Exercise tasks
a) Answer these questions from the retaining wall post:
(i) How high would the new section of wall be?
(ii) What would the poster have to dig up to see the base of the existing wall?
(iii) What did the previous owners leave behind when they stopped building the wall?
b) Pick up the retaining wall post from where it stops and continue it.

Page excerpt
◇ ◇ ◇ ◇ ◇ ◇ ◇

# Retaining wall concrete base -- how thick?



## RDS (Feb 29, 2008)

Previous owners of my house built (or had someone build) a mortared fieldstone retaining wall along half the length of the property line. (The neighboring lot is uphill from us.) For unknown reasons they didn't complete the full length of the wall, but left us a big pile of stones. I want to try my hand at completing the wall.

It would be about 30" high, to match the completed portion, even though along the uncompleted portion the neighbor's land is only about a foot higher than ours.

I've done research and know that (besides drain pipe, weepholes, aggregate backfill, etc.) I need a concrete base because it will be mortared fieldstone. The one thing I can't find is: How deep and wide does this base need to be? I can't tell what the existing wall has -- I'd have to dig up a concrete walkway to find out. Is there some formula based on the height and thickness of the wall? Climate? (NJ)

◇ ◇ ◇ ◇ ◇ ◇ ◇

Material provided
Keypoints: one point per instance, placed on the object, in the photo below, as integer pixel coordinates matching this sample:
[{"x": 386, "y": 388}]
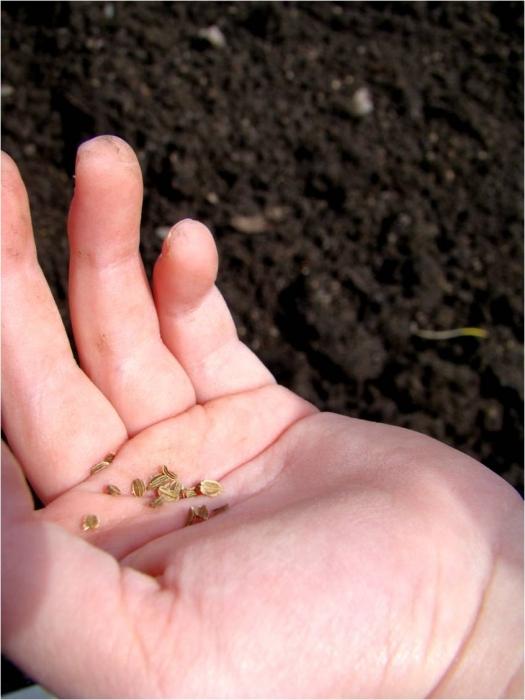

◇ ◇ ◇ ◇ ◇ ◇ ◇

Task responses
a)
(i) About 30 inches high, to match the completed portion.
(ii) A concrete walkway.
(iii) A big pile of stones.

b)
Thanks for any tips.


----------



## Yoyizit (Jul 11, 2008)

RDS said:


> The one thing I can't find is: How deep and wide does this base need to be?


Here's why you can't find it
http://www.geotechnicalinfo.com/retaining_walls_technical_guidance.html

If you can supply estimates or default values for the material properties asked for, in principle the whole wall can be designed or an existing wall can be analyzed. If this article doesn't put you to sleep, first.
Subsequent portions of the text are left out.